> **Set problem**: Please convert the entries, starting with the line that contains "If you could identify the snow-covered" and going on through the end of the entries, into a JSON list of strings with one string per line and blank lines left out.
* * * * *
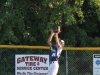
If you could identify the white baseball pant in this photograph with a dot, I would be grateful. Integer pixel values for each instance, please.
(53, 68)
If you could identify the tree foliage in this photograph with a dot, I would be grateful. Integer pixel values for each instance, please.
(28, 22)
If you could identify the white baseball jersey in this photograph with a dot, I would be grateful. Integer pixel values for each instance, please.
(54, 56)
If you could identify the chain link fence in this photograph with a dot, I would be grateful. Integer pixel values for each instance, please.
(78, 62)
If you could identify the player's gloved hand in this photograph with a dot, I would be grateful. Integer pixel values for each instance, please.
(52, 32)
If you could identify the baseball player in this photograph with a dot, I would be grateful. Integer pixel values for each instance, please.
(55, 52)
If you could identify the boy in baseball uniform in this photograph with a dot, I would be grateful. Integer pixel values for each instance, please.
(55, 51)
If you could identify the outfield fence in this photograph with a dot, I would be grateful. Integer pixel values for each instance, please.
(73, 60)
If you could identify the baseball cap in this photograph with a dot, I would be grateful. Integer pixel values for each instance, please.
(63, 42)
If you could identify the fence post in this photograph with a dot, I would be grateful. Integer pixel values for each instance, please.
(66, 63)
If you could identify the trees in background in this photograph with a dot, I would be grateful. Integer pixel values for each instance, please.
(28, 22)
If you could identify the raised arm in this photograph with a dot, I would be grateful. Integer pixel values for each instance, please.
(57, 38)
(50, 38)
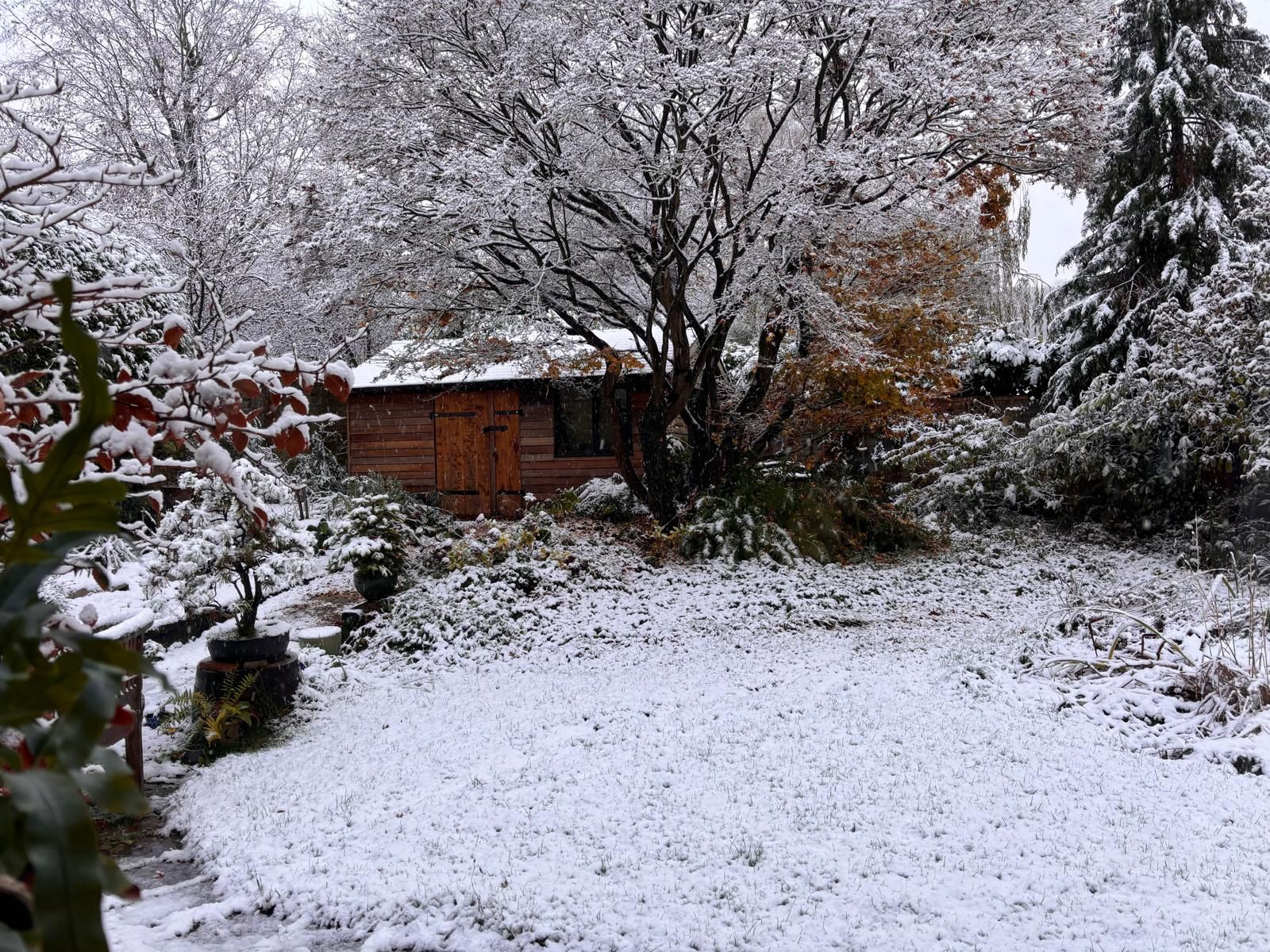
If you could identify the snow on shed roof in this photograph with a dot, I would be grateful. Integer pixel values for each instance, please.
(412, 363)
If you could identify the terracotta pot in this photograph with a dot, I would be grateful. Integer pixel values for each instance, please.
(374, 587)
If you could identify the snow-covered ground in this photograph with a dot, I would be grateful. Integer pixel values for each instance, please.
(711, 758)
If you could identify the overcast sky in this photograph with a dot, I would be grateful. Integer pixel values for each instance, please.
(1057, 220)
* * * * *
> **Complete output**:
[
  "If you could identify the snow-covered ground in this photograph with a dot, I would be grateful. Integer pixel values for each instance, please.",
  "(711, 758)",
  "If you could identify the overcast sky in this photograph with a dot, I would be grateful. Integer pixel values for each instance, please.",
  "(1057, 220)"
]